Written problem => Rewrite every line of the listing below, replacing "one-line" with "single-line" wherever it occurs and leaving all other text unchanged. Omit the pictures from your answer.

Stored listing
[start]

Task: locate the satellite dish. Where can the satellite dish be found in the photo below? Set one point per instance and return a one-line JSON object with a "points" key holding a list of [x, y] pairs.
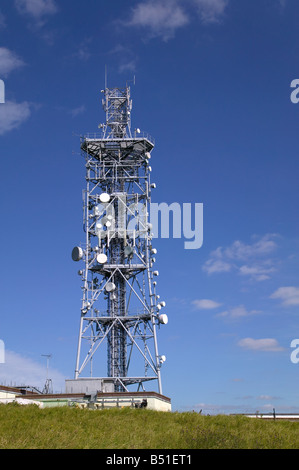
{"points": [[129, 250], [110, 287], [104, 197], [102, 258], [77, 253]]}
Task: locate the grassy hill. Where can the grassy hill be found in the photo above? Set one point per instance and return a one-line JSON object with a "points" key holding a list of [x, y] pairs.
{"points": [[28, 427]]}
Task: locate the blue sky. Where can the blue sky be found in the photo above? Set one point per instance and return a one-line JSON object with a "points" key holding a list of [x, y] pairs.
{"points": [[213, 88]]}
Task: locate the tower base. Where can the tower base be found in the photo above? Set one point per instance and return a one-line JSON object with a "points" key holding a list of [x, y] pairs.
{"points": [[99, 393]]}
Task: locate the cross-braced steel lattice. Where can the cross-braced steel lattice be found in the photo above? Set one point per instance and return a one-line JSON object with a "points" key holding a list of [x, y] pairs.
{"points": [[119, 305]]}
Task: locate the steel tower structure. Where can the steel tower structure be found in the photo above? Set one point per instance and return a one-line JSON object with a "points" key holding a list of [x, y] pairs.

[end]

Correct result =>
Task: locate the satellite dish. Where can the satellite dish be found in the photo below? Set one point per instance and return a single-line JSON object with a "points" key holding a list of [x, y] pairs.
{"points": [[129, 250], [110, 287], [104, 197], [102, 258], [77, 253]]}
Task: locate the grassy hill. Where can the grassy hill be found in the photo above? Set one point per instance and return a single-line JSON object with a "points" key holding a list of [x, y] pairs.
{"points": [[28, 427]]}
Task: locate the blue sky. Where can the blue sky be found in the photo above? Set one point per instance and return a single-line JSON object with a "points" key holding a list of [x, y] pairs.
{"points": [[213, 88]]}
Task: locate the tower base. Where can the tower base be found in the photo above? Set one point per instance and return a single-line JSON object with a "points" key holding a list of [x, y] pairs.
{"points": [[99, 393]]}
Task: locate the cross-braced steel lattice. Where can the cross-braced steel lattice be found in the photo above? Set one point per instance and return a single-line JSON object with a "points" key holding a list of [x, y] pairs.
{"points": [[119, 305]]}
Task: locate the steel tower structure. Where can the steel tower structure be found in the photo above? Set one point per instance and return a single-line JSON object with a "points" key holding a list of [x, y] pairs.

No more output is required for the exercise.